Request 1.
Edit the records from their first line through the line containing "8], [189, 10]]", inclusive, replacing "Found" with "Detected" and leaving everything else unchanged.

Passage shown.

He used the logic of prevention.
If you stop people from doing what leads to cholera, you will stop cholera, and it worked.
Prevention is one of the great powers of life.
Somethings cannot be cured, so they have to be prevented.
All the kings horses and all the kings men couldn't put Humphey together again.
He couldn't be cured, but with a little forethought they could have prevented him from falling in the first place.
Just a little sign saying no eggheads on the wall could have done it.
You cannot cure murder or suicide, but you can prevent them.
You cannot make any sin you commit not to be.
You can forgive it and even forget it, but the fact is it will leave some scar or blot on life that cannot be eliminated.
That is why prevention is even superior to forgiveness.
The Proverb that says, an ounce of prevention is worth a pound of cure is not in the Bible, but it is as biblical as any Proverb you can utter, for it is one of the primary themes of the Sermon on the Mount.
If this greatest sermon of all time were titled it could very well be called, The Power Of Preventative Thinking.

Request 2.
Extend the passage on prevention, picking up after its final sentence.

Rows.

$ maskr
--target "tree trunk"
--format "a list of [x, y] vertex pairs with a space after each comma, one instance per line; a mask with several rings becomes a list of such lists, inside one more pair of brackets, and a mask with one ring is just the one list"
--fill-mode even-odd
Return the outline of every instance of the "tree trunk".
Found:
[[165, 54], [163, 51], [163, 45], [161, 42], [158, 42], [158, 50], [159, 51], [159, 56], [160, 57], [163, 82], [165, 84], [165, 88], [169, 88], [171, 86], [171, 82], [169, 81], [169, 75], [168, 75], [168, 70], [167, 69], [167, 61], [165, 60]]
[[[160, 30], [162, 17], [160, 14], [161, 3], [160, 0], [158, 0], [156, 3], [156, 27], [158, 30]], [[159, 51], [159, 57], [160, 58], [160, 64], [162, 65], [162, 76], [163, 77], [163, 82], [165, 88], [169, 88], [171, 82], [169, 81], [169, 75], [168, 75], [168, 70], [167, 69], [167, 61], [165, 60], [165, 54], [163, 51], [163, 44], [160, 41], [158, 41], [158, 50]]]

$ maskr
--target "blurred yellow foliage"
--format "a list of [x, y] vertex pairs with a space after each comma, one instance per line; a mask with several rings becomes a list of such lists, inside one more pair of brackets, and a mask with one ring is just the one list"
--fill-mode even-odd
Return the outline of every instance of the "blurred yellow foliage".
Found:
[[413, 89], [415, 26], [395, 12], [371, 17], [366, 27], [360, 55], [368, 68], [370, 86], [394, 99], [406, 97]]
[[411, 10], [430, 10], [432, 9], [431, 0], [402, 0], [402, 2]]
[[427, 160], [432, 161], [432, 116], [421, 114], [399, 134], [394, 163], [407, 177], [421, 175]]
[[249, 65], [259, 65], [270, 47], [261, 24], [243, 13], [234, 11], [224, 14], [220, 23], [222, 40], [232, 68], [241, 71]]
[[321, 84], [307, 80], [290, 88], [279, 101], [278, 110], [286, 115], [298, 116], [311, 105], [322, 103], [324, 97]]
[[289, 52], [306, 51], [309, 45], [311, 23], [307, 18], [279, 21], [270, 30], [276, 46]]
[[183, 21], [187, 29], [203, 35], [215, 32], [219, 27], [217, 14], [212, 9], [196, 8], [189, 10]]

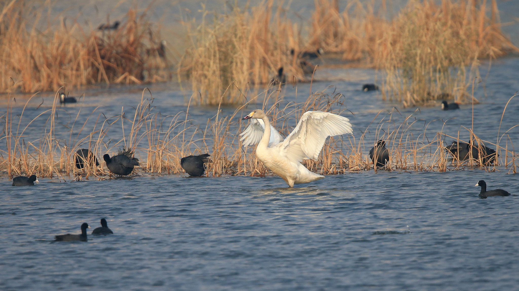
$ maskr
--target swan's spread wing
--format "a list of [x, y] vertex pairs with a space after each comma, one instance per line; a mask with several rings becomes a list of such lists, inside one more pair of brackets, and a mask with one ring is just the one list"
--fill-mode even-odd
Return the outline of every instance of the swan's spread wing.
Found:
[[[265, 123], [261, 119], [251, 118], [249, 126], [239, 135], [240, 141], [243, 141], [243, 146], [254, 145], [260, 142], [265, 131]], [[283, 137], [274, 127], [270, 126], [270, 139], [269, 145], [278, 144], [283, 141]]]
[[328, 136], [353, 133], [348, 118], [322, 111], [308, 111], [278, 146], [291, 160], [317, 159]]

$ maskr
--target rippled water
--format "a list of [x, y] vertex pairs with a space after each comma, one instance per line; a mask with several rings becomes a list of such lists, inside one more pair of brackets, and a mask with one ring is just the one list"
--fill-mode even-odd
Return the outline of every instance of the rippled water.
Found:
[[[179, 175], [13, 187], [2, 180], [3, 290], [513, 290], [515, 176]], [[106, 217], [114, 234], [54, 242]], [[91, 229], [89, 229], [89, 233]]]
[[[483, 138], [495, 140], [504, 105], [519, 89], [518, 64], [517, 58], [499, 60], [488, 79], [488, 96], [476, 92], [482, 103], [474, 108], [474, 128]], [[345, 94], [358, 136], [379, 110], [394, 104], [360, 91], [373, 71], [338, 72], [323, 70], [336, 79], [315, 83], [313, 90], [335, 84]], [[61, 107], [57, 134], [70, 134], [67, 122], [78, 113], [84, 120], [100, 106], [97, 110], [110, 117], [120, 114], [122, 104], [138, 103], [142, 89], [130, 89], [89, 91], [78, 104]], [[283, 90], [289, 100], [306, 98], [295, 96], [289, 86]], [[156, 85], [152, 91], [164, 114], [185, 110], [174, 88]], [[24, 114], [48, 110], [52, 96], [47, 94], [43, 105], [37, 108], [38, 101]], [[509, 105], [502, 128], [519, 124], [517, 104], [513, 99]], [[472, 122], [469, 105], [416, 109], [399, 108], [433, 134], [455, 135]], [[214, 110], [190, 112], [194, 122], [204, 122]], [[42, 120], [28, 132], [41, 131], [46, 119]], [[417, 123], [409, 130], [422, 132], [424, 126]], [[516, 144], [517, 130], [509, 132]], [[374, 135], [368, 133], [366, 140]], [[275, 176], [187, 178], [139, 172], [112, 181], [44, 178], [23, 187], [11, 187], [4, 177], [0, 289], [513, 290], [519, 284], [519, 183], [509, 169], [497, 170], [364, 171], [293, 189]], [[480, 188], [473, 185], [481, 179], [489, 189], [502, 188], [513, 196], [479, 199]], [[90, 233], [102, 217], [114, 234], [89, 235], [87, 242], [52, 241], [56, 234], [79, 233], [83, 222]]]

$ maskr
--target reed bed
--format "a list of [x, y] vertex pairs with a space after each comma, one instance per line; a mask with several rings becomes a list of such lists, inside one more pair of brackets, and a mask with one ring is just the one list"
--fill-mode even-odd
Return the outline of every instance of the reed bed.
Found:
[[234, 6], [224, 15], [206, 11], [199, 24], [184, 22], [189, 48], [179, 74], [192, 82], [192, 104], [243, 104], [247, 92], [268, 84], [281, 67], [289, 81], [305, 79], [298, 60], [290, 53], [301, 46], [301, 27], [288, 18], [283, 1], [274, 3]]
[[[38, 177], [65, 181], [104, 179], [110, 177], [107, 171], [103, 170], [106, 167], [102, 159], [99, 161], [99, 167], [79, 170], [75, 167], [74, 153], [86, 148], [101, 158], [105, 153], [112, 156], [118, 149], [126, 148], [135, 151], [135, 156], [141, 160], [139, 171], [145, 173], [182, 173], [180, 164], [182, 157], [209, 153], [212, 162], [208, 164], [208, 176], [271, 174], [256, 158], [255, 147], [244, 148], [239, 141], [238, 134], [248, 124], [241, 119], [250, 112], [246, 105], [227, 115], [218, 108], [217, 114], [209, 118], [202, 127], [190, 119], [189, 107], [175, 116], [162, 115], [153, 106], [151, 93], [145, 98], [145, 93], [147, 95], [149, 92], [143, 93], [139, 104], [123, 107], [121, 114], [116, 116], [106, 118], [96, 108], [81, 124], [78, 122], [78, 114], [67, 125], [68, 137], [57, 136], [57, 127], [62, 126], [56, 116], [62, 110], [57, 106], [57, 97], [51, 108], [28, 122], [23, 119], [25, 107], [21, 114], [13, 116], [11, 101], [9, 109], [1, 116], [3, 132], [0, 141], [5, 146], [0, 148], [0, 171], [10, 177], [35, 174]], [[264, 102], [259, 107], [271, 116], [272, 124], [282, 129], [281, 133], [284, 136], [291, 132], [301, 115], [308, 110], [322, 110], [346, 116], [350, 114], [344, 105], [344, 96], [330, 89], [311, 94], [306, 101], [299, 103], [288, 102], [268, 91], [255, 99], [262, 97]], [[249, 107], [255, 106], [249, 105]], [[493, 143], [481, 140], [471, 129], [462, 129], [457, 135], [448, 135], [441, 132], [429, 132], [426, 125], [417, 134], [417, 122], [412, 115], [403, 116], [395, 111], [383, 116], [381, 112], [374, 116], [373, 121], [362, 133], [330, 138], [319, 159], [306, 160], [304, 164], [311, 171], [324, 175], [368, 171], [373, 169], [367, 155], [369, 149], [377, 140], [384, 140], [390, 153], [385, 170], [446, 171], [480, 168], [493, 171], [496, 167], [502, 166], [499, 170], [508, 169], [516, 172], [515, 160], [518, 156], [506, 132], [501, 134], [497, 143]], [[36, 126], [40, 136], [30, 136], [31, 127]], [[60, 128], [59, 131], [62, 131]], [[119, 134], [120, 140], [114, 138], [114, 132]], [[467, 136], [470, 140], [460, 137]], [[479, 160], [451, 160], [445, 147], [451, 140], [468, 143], [473, 141], [475, 146], [495, 147], [499, 156], [493, 164], [484, 164], [481, 158]]]
[[468, 88], [479, 77], [479, 60], [519, 51], [497, 22], [495, 0], [490, 6], [488, 16], [486, 1], [410, 1], [380, 39], [383, 99], [404, 106], [471, 102]]
[[170, 78], [160, 31], [146, 9], [130, 9], [115, 30], [46, 23], [44, 8], [0, 4], [0, 92], [57, 91], [99, 82], [141, 84]]

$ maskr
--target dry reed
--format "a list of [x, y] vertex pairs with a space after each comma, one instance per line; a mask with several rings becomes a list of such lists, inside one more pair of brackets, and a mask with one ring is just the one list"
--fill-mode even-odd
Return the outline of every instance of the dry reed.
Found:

Final answer 1.
$ maskr
--target "tree trunk"
--format "a list of [x, y] vertex pairs with a space after each comma, one instance per line; a mask with several rings becomes a list of such lists, inside one more pair of brackets, and a mask with one ring is just the one list"
--fill-mode even-odd
Return the outline of every instance of the "tree trunk".
Detected:
[[165, 54], [163, 51], [163, 45], [161, 42], [158, 42], [158, 50], [159, 51], [159, 56], [160, 57], [163, 82], [165, 84], [165, 88], [169, 88], [171, 86], [171, 82], [169, 81], [169, 75], [168, 75], [168, 70], [167, 69], [167, 61], [165, 60]]
[[[160, 30], [162, 17], [160, 14], [161, 3], [160, 0], [158, 0], [156, 3], [156, 27], [158, 30]], [[159, 51], [159, 57], [160, 58], [160, 64], [162, 65], [162, 76], [163, 77], [163, 82], [165, 88], [169, 88], [171, 82], [169, 81], [169, 75], [168, 75], [168, 70], [167, 69], [167, 61], [165, 60], [165, 54], [163, 51], [163, 44], [160, 41], [158, 41], [158, 50]]]

$ maskr
--target "blurred yellow foliage"
--format "a list of [x, y] vertex pairs with a space after each comma, one instance per line; a mask with several rings becomes a list of such lists, inside one more pair of brackets, and a mask with one ring is just the one list"
--fill-mode even-odd
Return the outline of every instance of the "blurred yellow foliage".
Detected:
[[413, 89], [415, 26], [395, 12], [371, 17], [366, 27], [360, 55], [368, 68], [370, 86], [394, 99], [406, 97]]
[[411, 10], [430, 10], [432, 9], [431, 0], [402, 0], [402, 2]]
[[427, 160], [432, 161], [432, 116], [421, 114], [399, 134], [394, 163], [407, 177], [421, 175]]
[[249, 65], [259, 65], [270, 47], [261, 24], [243, 13], [234, 11], [224, 14], [220, 23], [222, 40], [232, 68], [241, 71]]
[[321, 84], [307, 80], [290, 88], [279, 101], [278, 110], [286, 115], [298, 116], [311, 105], [322, 103], [324, 97]]
[[289, 52], [306, 51], [309, 45], [311, 23], [307, 18], [279, 21], [270, 30], [276, 46]]
[[183, 21], [187, 29], [203, 35], [215, 32], [219, 27], [217, 14], [212, 9], [196, 8], [189, 10]]

Final answer 2.
Some examples we see are-
1. Christians are to be the salt and light of the world to prevent the world from decaying and being dominated by the forces of darkness.
2. Christians are to prevent violence, murder, and breakdowns in human relationships by learning to deal wisely with anger.
3. Christians are to prevent all of the sorrows of immorality by learning how to deal with lust.
4. Jesus goes on and on trying to help the believer prevent divorce, revenge, hypocrisy, greed, worry, judging, and folly in general.
Prevention is where its at in living the effective Christian life.
That is why Christians are strong supporters of the prevention movements of even the secular society of our day.
Christians are a strong force in the health movement.
Good food, good exercise, good rest, and balanced living all prevent unnecessary suffering, and Christians are all for it, and rightly so, for it fits God's ideal for wise living.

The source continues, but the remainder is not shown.